What is required: Only one stretch of the data below is needed. Output the lines from the one with "the concrete walkway" up to and including the one with "of the dirt", exactly as they stand.

Supplied entries:
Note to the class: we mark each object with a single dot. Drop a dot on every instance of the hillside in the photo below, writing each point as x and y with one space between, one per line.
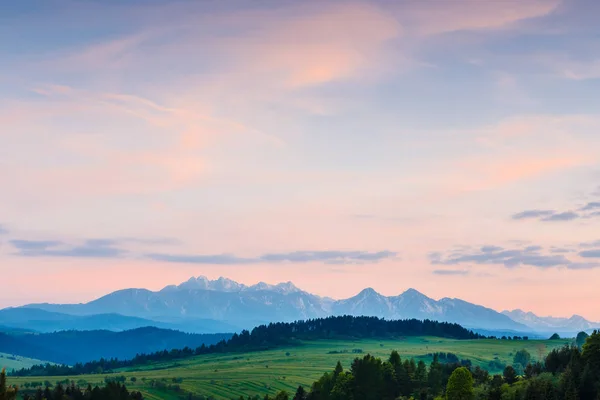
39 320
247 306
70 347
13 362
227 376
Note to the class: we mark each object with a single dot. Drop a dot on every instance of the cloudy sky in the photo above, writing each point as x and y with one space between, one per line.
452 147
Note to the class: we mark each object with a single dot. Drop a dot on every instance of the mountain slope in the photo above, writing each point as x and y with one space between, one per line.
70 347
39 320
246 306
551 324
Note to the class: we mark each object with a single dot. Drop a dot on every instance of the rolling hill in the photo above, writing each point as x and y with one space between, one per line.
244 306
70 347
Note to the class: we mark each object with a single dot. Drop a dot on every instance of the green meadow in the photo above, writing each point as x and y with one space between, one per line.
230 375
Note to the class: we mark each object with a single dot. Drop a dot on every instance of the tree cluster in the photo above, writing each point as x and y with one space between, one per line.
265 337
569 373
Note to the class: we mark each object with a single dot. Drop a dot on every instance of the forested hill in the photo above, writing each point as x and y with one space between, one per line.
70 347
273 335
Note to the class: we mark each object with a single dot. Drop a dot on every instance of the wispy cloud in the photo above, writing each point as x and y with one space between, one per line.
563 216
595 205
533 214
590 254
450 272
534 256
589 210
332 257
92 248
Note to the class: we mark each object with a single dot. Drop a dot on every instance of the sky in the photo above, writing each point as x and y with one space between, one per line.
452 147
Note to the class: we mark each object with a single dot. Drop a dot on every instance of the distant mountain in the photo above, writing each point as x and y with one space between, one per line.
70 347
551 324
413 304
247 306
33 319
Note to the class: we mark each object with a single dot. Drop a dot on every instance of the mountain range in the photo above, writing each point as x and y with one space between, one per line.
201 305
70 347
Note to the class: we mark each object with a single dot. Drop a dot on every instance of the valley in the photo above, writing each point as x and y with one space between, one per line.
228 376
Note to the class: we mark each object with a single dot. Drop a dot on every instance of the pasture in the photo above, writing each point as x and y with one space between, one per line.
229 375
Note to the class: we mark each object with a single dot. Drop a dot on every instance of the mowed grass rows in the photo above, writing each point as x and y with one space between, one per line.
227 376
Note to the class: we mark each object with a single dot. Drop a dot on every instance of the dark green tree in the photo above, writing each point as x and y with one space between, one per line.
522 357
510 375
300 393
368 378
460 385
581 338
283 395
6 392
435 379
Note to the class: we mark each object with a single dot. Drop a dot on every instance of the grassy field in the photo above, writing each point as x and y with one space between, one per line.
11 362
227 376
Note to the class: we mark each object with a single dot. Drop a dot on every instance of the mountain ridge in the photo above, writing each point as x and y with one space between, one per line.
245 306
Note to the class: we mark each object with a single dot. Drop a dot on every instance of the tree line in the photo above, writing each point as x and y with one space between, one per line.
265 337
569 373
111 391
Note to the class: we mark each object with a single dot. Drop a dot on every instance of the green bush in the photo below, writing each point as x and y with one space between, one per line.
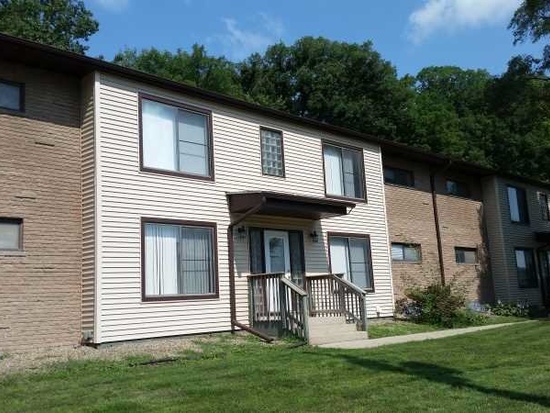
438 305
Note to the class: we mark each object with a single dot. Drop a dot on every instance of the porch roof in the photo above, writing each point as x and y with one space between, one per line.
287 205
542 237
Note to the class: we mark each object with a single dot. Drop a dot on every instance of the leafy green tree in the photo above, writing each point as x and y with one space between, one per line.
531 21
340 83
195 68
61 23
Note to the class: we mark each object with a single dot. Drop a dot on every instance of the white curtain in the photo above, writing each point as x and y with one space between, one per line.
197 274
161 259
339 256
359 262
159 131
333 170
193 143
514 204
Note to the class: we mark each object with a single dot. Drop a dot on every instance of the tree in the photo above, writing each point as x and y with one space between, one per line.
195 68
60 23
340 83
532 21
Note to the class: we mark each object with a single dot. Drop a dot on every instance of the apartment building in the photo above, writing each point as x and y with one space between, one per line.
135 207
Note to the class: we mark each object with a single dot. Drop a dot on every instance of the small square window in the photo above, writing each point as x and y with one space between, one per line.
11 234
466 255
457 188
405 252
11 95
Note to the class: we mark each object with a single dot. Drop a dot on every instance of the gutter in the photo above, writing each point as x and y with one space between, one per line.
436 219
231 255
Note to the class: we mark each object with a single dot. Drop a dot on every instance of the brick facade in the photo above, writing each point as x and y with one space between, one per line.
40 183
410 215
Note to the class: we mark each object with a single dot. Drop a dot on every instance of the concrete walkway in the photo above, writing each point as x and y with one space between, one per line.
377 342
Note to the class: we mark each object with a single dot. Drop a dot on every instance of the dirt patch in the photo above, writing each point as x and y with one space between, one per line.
--
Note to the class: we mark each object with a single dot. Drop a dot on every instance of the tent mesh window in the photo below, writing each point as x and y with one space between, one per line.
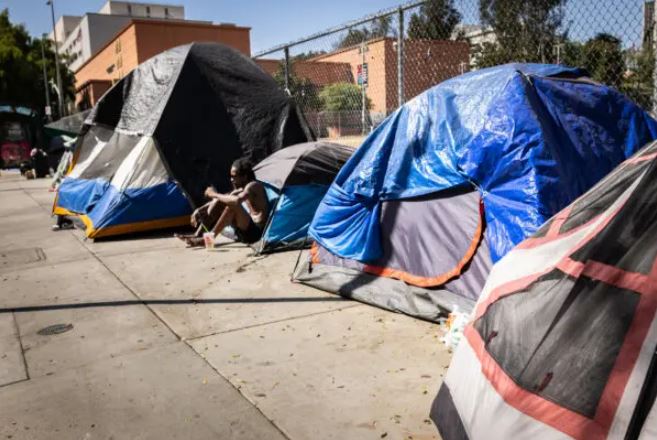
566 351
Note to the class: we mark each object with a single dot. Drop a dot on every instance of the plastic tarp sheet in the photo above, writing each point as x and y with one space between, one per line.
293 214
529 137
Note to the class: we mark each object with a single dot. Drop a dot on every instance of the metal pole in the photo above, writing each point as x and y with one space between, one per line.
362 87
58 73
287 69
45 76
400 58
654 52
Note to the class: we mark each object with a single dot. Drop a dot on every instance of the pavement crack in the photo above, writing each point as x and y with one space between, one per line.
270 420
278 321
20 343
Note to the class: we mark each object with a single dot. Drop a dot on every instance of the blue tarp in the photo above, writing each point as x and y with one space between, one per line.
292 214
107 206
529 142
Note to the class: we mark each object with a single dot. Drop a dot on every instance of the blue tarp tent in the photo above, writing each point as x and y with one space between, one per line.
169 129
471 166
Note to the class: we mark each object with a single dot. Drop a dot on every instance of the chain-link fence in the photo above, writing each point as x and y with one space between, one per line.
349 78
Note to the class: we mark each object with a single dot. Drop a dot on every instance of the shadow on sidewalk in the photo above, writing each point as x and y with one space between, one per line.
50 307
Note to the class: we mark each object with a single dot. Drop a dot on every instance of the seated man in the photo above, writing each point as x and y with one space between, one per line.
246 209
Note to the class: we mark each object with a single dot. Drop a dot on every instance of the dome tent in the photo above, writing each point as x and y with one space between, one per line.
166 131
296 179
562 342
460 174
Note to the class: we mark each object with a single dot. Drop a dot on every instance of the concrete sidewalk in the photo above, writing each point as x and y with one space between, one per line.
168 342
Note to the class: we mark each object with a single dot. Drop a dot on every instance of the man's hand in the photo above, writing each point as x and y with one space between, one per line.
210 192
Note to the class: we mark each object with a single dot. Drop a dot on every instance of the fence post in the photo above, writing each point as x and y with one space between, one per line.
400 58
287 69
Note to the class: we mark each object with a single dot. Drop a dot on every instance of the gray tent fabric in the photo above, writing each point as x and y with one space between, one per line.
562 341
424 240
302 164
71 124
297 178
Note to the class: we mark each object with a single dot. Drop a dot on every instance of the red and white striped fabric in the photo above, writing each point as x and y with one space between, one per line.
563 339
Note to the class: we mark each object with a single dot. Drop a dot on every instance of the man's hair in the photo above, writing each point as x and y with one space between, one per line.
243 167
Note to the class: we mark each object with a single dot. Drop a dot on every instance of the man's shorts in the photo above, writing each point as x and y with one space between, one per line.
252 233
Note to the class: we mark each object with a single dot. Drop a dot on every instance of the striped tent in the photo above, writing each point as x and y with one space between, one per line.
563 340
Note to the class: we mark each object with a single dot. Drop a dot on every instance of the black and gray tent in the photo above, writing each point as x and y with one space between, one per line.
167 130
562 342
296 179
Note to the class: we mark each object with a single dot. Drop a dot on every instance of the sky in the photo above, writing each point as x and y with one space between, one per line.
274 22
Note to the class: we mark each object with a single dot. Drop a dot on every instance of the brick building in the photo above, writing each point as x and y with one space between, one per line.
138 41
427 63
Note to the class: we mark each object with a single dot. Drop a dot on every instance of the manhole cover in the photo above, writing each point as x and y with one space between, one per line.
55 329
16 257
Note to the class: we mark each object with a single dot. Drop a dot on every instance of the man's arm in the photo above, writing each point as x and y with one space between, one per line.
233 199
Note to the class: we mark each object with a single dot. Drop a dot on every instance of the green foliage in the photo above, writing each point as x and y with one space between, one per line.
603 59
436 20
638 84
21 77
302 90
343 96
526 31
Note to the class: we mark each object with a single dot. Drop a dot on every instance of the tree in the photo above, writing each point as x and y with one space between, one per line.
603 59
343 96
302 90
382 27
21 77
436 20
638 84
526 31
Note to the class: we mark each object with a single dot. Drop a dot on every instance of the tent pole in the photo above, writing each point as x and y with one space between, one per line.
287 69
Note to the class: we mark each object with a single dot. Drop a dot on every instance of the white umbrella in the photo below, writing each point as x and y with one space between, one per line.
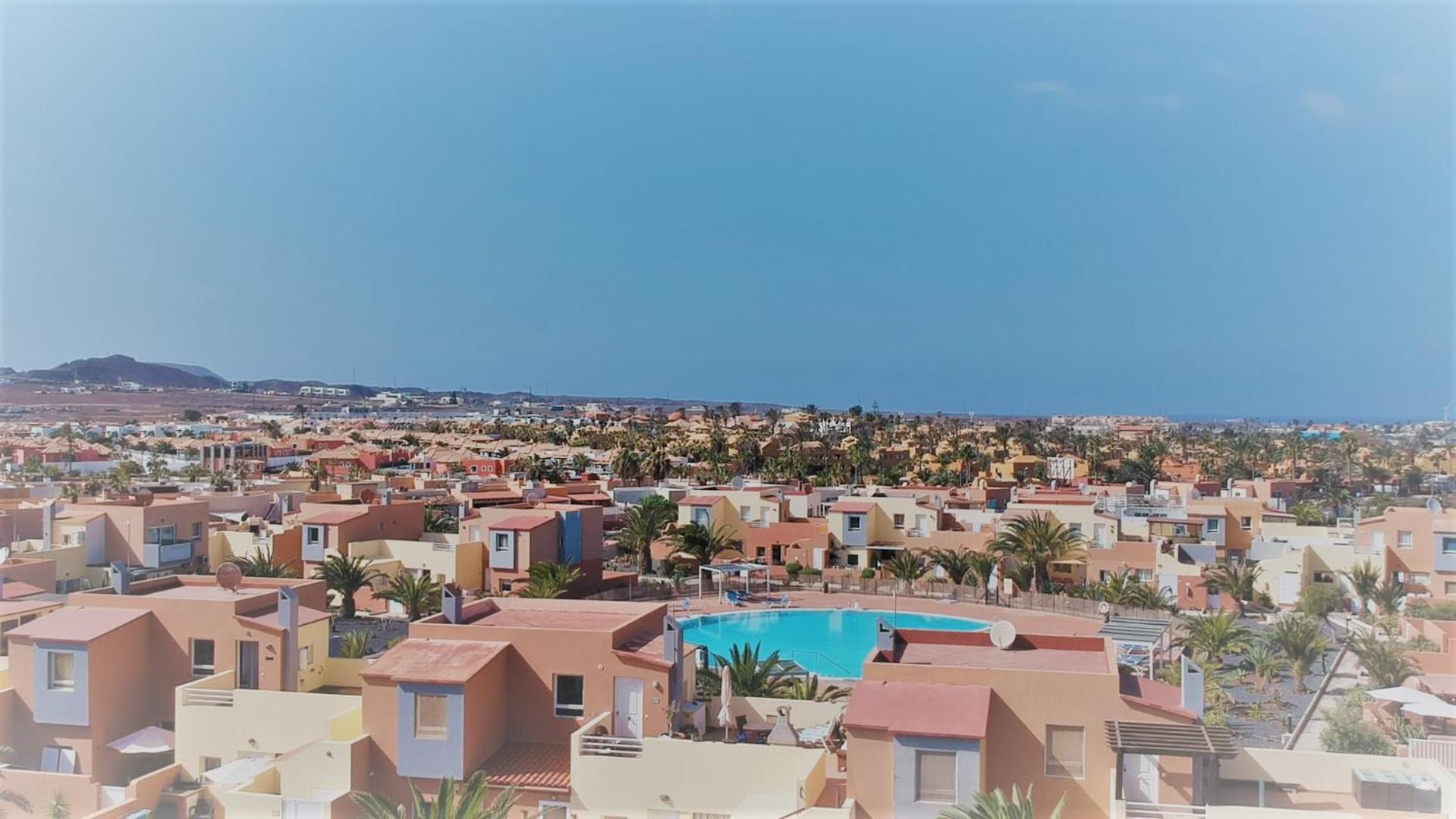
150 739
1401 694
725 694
* * *
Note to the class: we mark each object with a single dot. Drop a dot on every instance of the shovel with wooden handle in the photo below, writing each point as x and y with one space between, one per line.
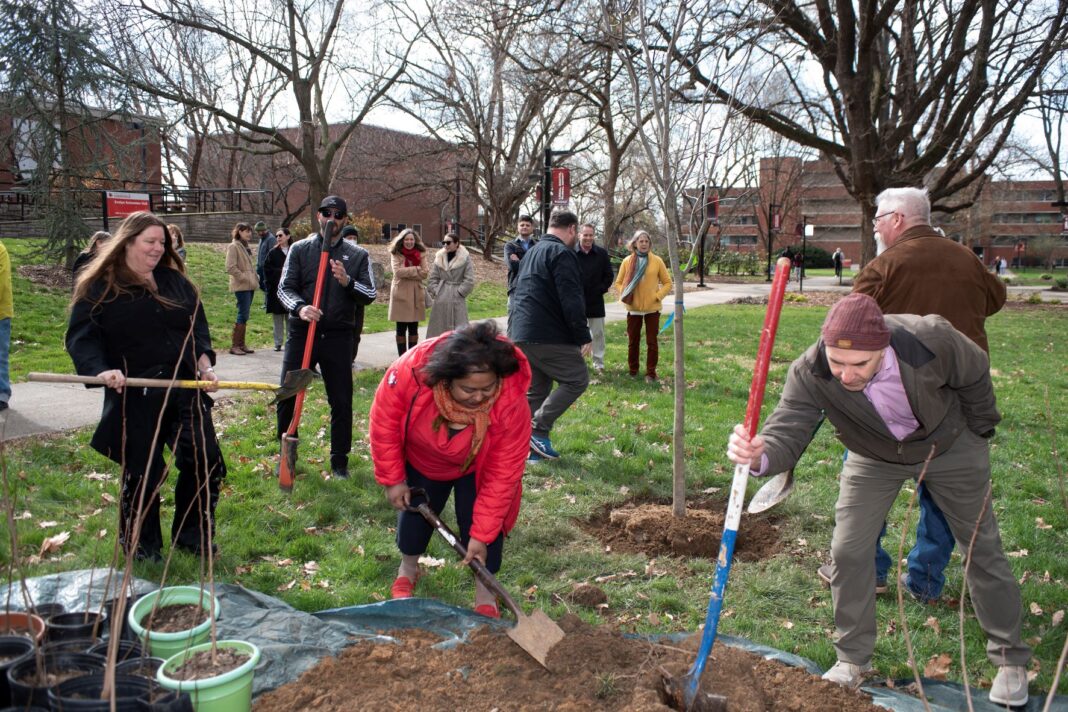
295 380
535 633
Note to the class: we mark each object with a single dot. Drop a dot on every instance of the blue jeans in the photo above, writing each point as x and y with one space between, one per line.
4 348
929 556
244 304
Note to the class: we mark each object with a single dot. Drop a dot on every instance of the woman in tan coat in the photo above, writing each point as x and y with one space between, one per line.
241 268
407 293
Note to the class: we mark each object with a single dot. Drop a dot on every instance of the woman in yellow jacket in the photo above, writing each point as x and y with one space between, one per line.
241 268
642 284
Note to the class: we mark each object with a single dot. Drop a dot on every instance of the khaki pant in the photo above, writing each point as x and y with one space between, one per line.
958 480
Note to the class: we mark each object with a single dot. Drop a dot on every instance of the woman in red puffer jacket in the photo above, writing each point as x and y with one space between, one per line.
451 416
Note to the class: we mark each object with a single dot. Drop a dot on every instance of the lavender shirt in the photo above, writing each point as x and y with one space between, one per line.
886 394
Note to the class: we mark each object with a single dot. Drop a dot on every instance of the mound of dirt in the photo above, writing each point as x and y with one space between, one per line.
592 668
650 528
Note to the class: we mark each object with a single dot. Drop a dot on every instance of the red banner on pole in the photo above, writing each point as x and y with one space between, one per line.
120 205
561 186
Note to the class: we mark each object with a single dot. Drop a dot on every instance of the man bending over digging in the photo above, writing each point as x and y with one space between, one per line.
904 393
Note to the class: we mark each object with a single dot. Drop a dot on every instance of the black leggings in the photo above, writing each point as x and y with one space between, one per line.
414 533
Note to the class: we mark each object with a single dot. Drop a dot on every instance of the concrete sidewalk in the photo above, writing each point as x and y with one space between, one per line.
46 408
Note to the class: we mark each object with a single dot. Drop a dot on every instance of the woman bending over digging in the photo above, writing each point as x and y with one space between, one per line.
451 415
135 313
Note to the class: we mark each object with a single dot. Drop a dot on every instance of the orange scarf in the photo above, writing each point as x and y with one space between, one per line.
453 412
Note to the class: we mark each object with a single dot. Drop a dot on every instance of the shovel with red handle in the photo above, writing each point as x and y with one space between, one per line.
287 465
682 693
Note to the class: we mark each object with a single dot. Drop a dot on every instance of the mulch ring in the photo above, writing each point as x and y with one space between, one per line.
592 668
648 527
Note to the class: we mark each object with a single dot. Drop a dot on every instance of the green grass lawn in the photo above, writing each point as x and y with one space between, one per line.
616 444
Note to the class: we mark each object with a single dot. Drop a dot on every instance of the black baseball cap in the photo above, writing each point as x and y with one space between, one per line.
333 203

Solution to the problem:
Note to the class: we mark each object with a single dot. Drop a dot on every instance of the concrete walkway in the photo above, writing each point as x and y with one space between, one per line.
377 342
Note to the class: we mark each object with a single dot. Drop a dot on every instance of the dirt patch in the photo above, writing each point as x and y with one space between, one per line.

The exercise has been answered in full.